▸ Written problem: Rewrite these lines as a JSON list of strings, one string per line, leaving out any blank lines.

▸ Extracted data entries:
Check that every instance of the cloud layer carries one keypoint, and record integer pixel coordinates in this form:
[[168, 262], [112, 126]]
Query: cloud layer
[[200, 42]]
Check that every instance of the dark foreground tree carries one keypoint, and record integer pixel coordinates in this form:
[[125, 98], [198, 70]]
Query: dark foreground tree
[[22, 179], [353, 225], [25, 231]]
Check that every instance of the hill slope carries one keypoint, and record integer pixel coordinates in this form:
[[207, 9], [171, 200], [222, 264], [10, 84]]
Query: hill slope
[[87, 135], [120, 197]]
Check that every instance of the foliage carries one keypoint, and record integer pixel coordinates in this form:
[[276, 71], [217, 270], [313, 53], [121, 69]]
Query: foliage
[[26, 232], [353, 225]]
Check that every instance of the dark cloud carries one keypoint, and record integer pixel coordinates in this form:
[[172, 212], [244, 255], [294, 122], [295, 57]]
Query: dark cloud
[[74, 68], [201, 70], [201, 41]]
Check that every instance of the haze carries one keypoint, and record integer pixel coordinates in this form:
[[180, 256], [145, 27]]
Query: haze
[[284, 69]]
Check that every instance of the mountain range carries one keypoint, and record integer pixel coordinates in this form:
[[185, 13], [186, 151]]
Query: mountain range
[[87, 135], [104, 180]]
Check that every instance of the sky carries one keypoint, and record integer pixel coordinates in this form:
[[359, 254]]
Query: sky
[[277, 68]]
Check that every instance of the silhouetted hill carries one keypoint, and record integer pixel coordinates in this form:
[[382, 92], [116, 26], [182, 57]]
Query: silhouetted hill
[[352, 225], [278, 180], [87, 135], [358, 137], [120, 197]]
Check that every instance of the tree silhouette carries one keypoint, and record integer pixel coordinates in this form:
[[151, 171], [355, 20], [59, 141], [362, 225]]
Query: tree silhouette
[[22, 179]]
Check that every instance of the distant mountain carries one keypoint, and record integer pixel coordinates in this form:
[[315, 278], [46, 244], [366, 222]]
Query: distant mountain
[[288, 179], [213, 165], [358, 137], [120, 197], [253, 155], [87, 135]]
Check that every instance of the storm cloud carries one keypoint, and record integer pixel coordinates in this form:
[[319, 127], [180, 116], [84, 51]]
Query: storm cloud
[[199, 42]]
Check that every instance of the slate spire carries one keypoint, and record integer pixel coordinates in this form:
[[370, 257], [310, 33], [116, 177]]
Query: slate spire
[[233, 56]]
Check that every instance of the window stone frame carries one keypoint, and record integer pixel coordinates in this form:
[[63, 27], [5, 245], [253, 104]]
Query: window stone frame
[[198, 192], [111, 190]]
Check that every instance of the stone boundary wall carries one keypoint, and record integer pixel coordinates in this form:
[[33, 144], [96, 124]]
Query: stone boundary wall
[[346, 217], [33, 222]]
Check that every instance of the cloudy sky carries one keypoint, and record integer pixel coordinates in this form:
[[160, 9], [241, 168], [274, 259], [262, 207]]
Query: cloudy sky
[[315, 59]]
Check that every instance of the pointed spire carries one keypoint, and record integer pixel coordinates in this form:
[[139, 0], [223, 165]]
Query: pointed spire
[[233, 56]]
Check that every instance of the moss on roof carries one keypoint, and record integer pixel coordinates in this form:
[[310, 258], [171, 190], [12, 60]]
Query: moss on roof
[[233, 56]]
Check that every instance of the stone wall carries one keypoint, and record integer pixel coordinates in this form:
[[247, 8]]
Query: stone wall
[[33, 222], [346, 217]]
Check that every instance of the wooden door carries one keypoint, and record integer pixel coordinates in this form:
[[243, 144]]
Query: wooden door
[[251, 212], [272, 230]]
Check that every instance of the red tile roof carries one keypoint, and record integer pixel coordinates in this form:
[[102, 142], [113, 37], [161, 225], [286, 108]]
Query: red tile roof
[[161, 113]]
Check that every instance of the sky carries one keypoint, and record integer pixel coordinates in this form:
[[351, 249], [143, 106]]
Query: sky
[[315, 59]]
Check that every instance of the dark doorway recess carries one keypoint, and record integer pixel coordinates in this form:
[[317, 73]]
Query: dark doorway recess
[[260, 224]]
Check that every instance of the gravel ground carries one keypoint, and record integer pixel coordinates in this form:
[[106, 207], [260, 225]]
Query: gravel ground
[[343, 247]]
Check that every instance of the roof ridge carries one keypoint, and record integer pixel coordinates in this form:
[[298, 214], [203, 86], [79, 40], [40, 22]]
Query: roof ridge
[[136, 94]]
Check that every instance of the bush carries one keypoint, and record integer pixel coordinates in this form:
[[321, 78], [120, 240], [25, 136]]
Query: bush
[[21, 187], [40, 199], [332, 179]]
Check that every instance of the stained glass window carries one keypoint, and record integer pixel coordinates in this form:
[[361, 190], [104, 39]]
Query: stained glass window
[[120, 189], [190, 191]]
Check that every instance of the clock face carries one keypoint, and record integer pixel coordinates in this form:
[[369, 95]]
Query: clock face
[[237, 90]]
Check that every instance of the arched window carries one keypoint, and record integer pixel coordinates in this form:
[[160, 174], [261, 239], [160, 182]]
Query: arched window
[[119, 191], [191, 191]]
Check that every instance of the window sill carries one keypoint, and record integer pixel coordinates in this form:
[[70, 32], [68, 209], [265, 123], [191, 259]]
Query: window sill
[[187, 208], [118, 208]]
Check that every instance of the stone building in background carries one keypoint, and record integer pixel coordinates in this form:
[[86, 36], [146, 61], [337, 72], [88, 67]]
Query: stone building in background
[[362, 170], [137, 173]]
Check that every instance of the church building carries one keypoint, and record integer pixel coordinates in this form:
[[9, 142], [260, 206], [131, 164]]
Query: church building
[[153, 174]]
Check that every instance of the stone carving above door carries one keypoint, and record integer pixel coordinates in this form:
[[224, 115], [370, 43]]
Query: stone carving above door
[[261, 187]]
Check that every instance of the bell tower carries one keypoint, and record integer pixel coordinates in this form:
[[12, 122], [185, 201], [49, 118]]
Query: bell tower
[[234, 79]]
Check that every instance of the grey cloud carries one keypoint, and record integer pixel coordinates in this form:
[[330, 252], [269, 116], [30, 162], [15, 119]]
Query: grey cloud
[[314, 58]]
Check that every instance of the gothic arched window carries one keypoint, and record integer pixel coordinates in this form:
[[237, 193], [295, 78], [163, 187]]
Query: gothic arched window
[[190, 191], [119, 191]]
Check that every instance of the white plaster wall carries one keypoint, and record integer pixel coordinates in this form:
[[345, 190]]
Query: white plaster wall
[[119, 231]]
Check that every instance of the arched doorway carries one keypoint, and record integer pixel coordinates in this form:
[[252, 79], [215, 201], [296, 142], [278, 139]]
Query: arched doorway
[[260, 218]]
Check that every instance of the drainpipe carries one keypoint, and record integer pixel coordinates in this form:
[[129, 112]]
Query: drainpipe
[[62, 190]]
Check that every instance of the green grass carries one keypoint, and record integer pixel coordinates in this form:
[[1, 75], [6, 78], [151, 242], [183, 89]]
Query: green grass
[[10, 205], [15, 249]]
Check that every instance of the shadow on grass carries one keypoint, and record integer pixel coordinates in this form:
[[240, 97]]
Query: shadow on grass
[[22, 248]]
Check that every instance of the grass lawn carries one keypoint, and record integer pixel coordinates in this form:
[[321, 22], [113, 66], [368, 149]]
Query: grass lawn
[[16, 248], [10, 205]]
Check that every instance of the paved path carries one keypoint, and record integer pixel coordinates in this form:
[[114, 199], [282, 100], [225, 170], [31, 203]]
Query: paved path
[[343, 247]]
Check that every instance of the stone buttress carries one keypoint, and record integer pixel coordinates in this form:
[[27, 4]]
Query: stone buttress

▸ Exercise result:
[
  "Check that every instance of the cloud layer carries one keypoint, and record integer pixel coordinates in this form:",
  "[[168, 262], [112, 126]]",
  "Query: cloud layer",
  "[[200, 42]]",
  "Check that every instance of the dark foreground tree carries one keypoint, and record integer pixel coordinates in this form:",
  "[[125, 98], [198, 70]]",
  "Query: dark foreground tree",
  "[[22, 179], [353, 225], [25, 231]]",
  "Check that every instance of the hill slope carries one keypoint, and record integer pixel coordinates in this form:",
  "[[207, 9], [171, 200], [222, 264], [10, 84]]",
  "Query: hill slope",
  "[[87, 135], [120, 197]]",
  "Check that every instance of the foliage carries one keypoint, and record integer pixel coordinates in this form:",
  "[[276, 71], [217, 270], [313, 53], [121, 69]]",
  "Query: foliage",
  "[[26, 232], [353, 225]]",
  "Check that every instance of the dark cloud carries one keypoint, and record integer pixel coordinates in this form:",
  "[[172, 212], [244, 255], [294, 122], [295, 57]]",
  "Query: dark cloud",
  "[[74, 68], [201, 70], [201, 41]]",
  "Check that every instance of the haze carries one keypoint, and record integer pixel coordinates in this form:",
  "[[180, 256], [145, 27]]",
  "Query: haze",
  "[[284, 69]]",
  "Check that every instance of the mountain range carries one keypoint, and record integer pixel coordinates in this form:",
  "[[185, 13], [186, 151]]",
  "Query: mountain range",
  "[[87, 135], [104, 180]]",
  "Check that every instance of the sky carries one keypoint, and record integer pixel coordinates in this form:",
  "[[359, 254]]",
  "Query: sky",
  "[[277, 68]]",
  "Check that every instance of the silhouetted hill carries one keypoint, and record integer pixel coordinates in this form:",
  "[[382, 92], [116, 26], [182, 57]]",
  "Query: silhouetted hill",
  "[[352, 225], [278, 180], [87, 135], [358, 137], [120, 197]]",
  "Check that every instance of the tree silhouette carries one keypoint, and record integer pixel coordinates in this form:",
  "[[151, 171], [355, 20], [59, 141], [362, 225]]",
  "Query: tree silhouette",
  "[[22, 179]]",
  "Check that every instance of the distant mountain carries one keypoint, and record integer pixel coordinates in this form:",
  "[[315, 278], [46, 244], [366, 222]]",
  "Query: distant mountain",
  "[[288, 179], [213, 165], [358, 137], [120, 197], [253, 155], [87, 135]]",
  "Check that every instance of the storm cloud carries one keypoint, and record integer pixel coordinates in this form:",
  "[[319, 127], [180, 116], [84, 51]]",
  "Query: storm cloud",
  "[[199, 42]]",
  "Check that every instance of the slate spire carries one keypoint, and record integer pixel coordinates in this form:",
  "[[370, 257], [310, 33], [116, 177]]",
  "Query: slate spire",
  "[[233, 56]]",
  "Check that every instance of the window stone frame carries one keypoint, and record integer pixel coordinates in this form:",
  "[[63, 27], [5, 245], [253, 104]]",
  "Query: window stone frame",
  "[[198, 192], [111, 190]]",
  "Check that every instance of the stone boundary wall carries one keypoint, and record integer pixel coordinates in this form:",
  "[[33, 144], [96, 124]]",
  "Query: stone boundary wall",
  "[[346, 217], [33, 222]]",
  "Check that every instance of the cloudy sky carries one keypoint, and record integer pixel coordinates in this form:",
  "[[160, 9], [241, 168], [274, 259], [262, 207]]",
  "Query: cloudy sky",
  "[[315, 59]]",
  "Check that every instance of the pointed spire carries one keypoint, and record integer pixel coordinates in this form:",
  "[[139, 0], [223, 165]]",
  "Query: pointed spire",
  "[[233, 56]]",
  "Check that every instance of the moss on roof carries one keypoint, and record integer pixel coordinates in this form:",
  "[[310, 258], [171, 190], [12, 60]]",
  "Query: moss on roof",
  "[[233, 56]]",
  "Check that every instance of the stone wall carries one keypoint, and record integer pixel coordinates in this form:",
  "[[247, 8]]",
  "Query: stone wall",
  "[[33, 222], [346, 217]]",
  "Check that every instance of the wooden door carries one keypoint, and record integer pixel coordinates in this form:",
  "[[243, 144]]",
  "Query: wooden door",
  "[[251, 212], [272, 230]]",
  "Check that every instance of the red tile roof carries one keypoint, and record integer pixel coordinates in this form:",
  "[[102, 142], [113, 37], [161, 225], [286, 108]]",
  "Query: red tile roof",
  "[[161, 113]]",
  "Check that every instance of the sky carries one keypoint, and record integer pixel coordinates in this form:",
  "[[351, 249], [143, 106]]",
  "Query: sky",
  "[[315, 59]]",
  "Check that every instance of the dark doorway recess carries one keypoint, and record integer pixel coordinates in this form:",
  "[[317, 73]]",
  "Query: dark doorway recess",
  "[[260, 224]]",
  "Check that every instance of the gravel ground carries one keypoint, and record integer pixel coordinates in this form:",
  "[[106, 207], [260, 225]]",
  "Query: gravel ground",
  "[[343, 247]]",
  "Check that every instance of the roof ridge carries one keypoint, and record integer pixel coordinates in this form:",
  "[[298, 214], [203, 86], [79, 40], [40, 22]]",
  "Query: roof ridge",
  "[[136, 94]]",
  "Check that every instance of the bush carries one keypoint, and record integer pixel coordinates in this form:",
  "[[321, 78], [120, 240], [25, 136]]",
  "Query: bush",
  "[[21, 187], [40, 199], [332, 179]]",
  "Check that every instance of the stained glass window carries one keypoint, and record integer pixel coordinates in this form:",
  "[[361, 190], [104, 39]]",
  "Query: stained glass window",
  "[[120, 189], [190, 191]]",
  "Check that every instance of the clock face carries one keypoint, and record integer pixel coordinates in this form:",
  "[[369, 95]]",
  "Query: clock face",
  "[[237, 90]]",
  "Check that every instance of the arched window carries one keypoint, and record integer pixel coordinates in this form:",
  "[[160, 174], [261, 239], [160, 182]]",
  "Query: arched window",
  "[[119, 191], [191, 191]]",
  "Check that every instance of the window sill carries one keypoint, and record integer pixel coordinates in this form:",
  "[[70, 32], [68, 209], [265, 123], [191, 259]]",
  "Query: window sill",
  "[[187, 208], [118, 208]]",
  "Check that every instance of the stone building in background carries one keypoint, and record integer pixel coordinates in this form:",
  "[[86, 36], [146, 61], [337, 72], [88, 67]]",
  "Query: stone building in background",
  "[[362, 170], [137, 173]]",
  "Check that every instance of the church building carries one keypoint, and record integer pixel coordinates in this form:",
  "[[9, 142], [260, 206], [131, 164]]",
  "Query: church building",
  "[[153, 174]]",
  "Check that every instance of the stone carving above door carries one keypoint, and record integer pixel coordinates in this form:",
  "[[224, 115], [370, 43]]",
  "Query: stone carving above door",
  "[[261, 187]]",
  "Check that every instance of the bell tower carries one keypoint, and record integer pixel coordinates in this form:",
  "[[12, 122], [185, 201], [49, 118]]",
  "Query: bell tower",
  "[[234, 79]]",
  "Check that every instance of the grey cloud carries one keypoint, and record integer pixel coordinates in this form:",
  "[[330, 252], [269, 116], [30, 162], [15, 119]]",
  "Query: grey cloud",
  "[[314, 58]]",
  "Check that every instance of the gothic arched window carries one keypoint, and record integer pixel coordinates in this form:",
  "[[237, 193], [295, 78], [163, 187]]",
  "Query: gothic arched window",
  "[[190, 191], [119, 191]]",
  "Check that every instance of the white plaster wall carries one keypoint, and record integer pixel coordinates in this form:",
  "[[345, 190]]",
  "Query: white plaster wall",
  "[[119, 231]]",
  "Check that every instance of the arched doorway carries one keypoint, and record integer pixel coordinates in this form:",
  "[[252, 79], [215, 201], [296, 142], [278, 139]]",
  "Query: arched doorway",
  "[[260, 218]]",
  "Check that every instance of the drainpipe carries one keypoint, and record integer pixel coordinates in this form:",
  "[[129, 112]]",
  "Query: drainpipe",
  "[[62, 190]]",
  "Check that every instance of the green grass carries one keypoint, and record integer pixel coordinates in this form:",
  "[[1, 75], [6, 78], [151, 242], [183, 89]]",
  "Query: green grass",
  "[[10, 205], [15, 249]]",
  "Check that every instance of the shadow on grass carries one keypoint, and record integer pixel coordinates in this form:",
  "[[240, 97]]",
  "Query: shadow on grass",
  "[[22, 248]]",
  "Check that every instance of the grass lawn carries one keypoint, and record integer pixel coordinates in this form:",
  "[[321, 22], [113, 66], [368, 149]]",
  "Query: grass lawn",
  "[[16, 248], [10, 205]]",
  "Check that every instance of the paved path carries one keypoint, and record integer pixel coordinates in this form:",
  "[[114, 199], [282, 100], [225, 170], [31, 203]]",
  "Query: paved path",
  "[[343, 247]]",
  "Check that every instance of the stone buttress carries one keypoint, and record integer pixel coordinates in this form:",
  "[[27, 4]]",
  "Query: stone buttress"
]